+++ Records for this task
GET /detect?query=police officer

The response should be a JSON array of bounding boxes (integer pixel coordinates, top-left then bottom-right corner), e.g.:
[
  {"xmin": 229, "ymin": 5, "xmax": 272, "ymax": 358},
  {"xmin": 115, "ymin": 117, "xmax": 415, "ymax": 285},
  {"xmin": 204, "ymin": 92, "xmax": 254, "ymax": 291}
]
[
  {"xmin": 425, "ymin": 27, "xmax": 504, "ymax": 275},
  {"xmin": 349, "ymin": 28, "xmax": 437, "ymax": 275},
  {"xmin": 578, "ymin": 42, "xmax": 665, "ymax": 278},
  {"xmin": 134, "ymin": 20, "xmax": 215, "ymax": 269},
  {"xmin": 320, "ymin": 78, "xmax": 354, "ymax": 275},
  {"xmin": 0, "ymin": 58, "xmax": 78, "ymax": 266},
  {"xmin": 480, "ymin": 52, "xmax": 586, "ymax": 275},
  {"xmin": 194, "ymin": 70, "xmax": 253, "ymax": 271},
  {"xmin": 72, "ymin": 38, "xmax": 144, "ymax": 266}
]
++++++
* What you need to do:
Return the data in its entirety, exactly as given.

* Completed task:
GET /detect?query=police officer

The response should be a JSON array of bounding boxes (integer pixel coordinates, top-left then bottom-right corner), e.g.:
[
  {"xmin": 229, "ymin": 5, "xmax": 272, "ymax": 358},
  {"xmin": 115, "ymin": 117, "xmax": 415, "ymax": 285},
  {"xmin": 204, "ymin": 92, "xmax": 254, "ymax": 291}
]
[
  {"xmin": 425, "ymin": 27, "xmax": 504, "ymax": 275},
  {"xmin": 349, "ymin": 28, "xmax": 437, "ymax": 275},
  {"xmin": 578, "ymin": 42, "xmax": 665, "ymax": 278},
  {"xmin": 134, "ymin": 20, "xmax": 215, "ymax": 269},
  {"xmin": 320, "ymin": 78, "xmax": 354, "ymax": 275},
  {"xmin": 0, "ymin": 58, "xmax": 78, "ymax": 266},
  {"xmin": 480, "ymin": 52, "xmax": 586, "ymax": 275},
  {"xmin": 194, "ymin": 70, "xmax": 253, "ymax": 271},
  {"xmin": 72, "ymin": 38, "xmax": 144, "ymax": 266}
]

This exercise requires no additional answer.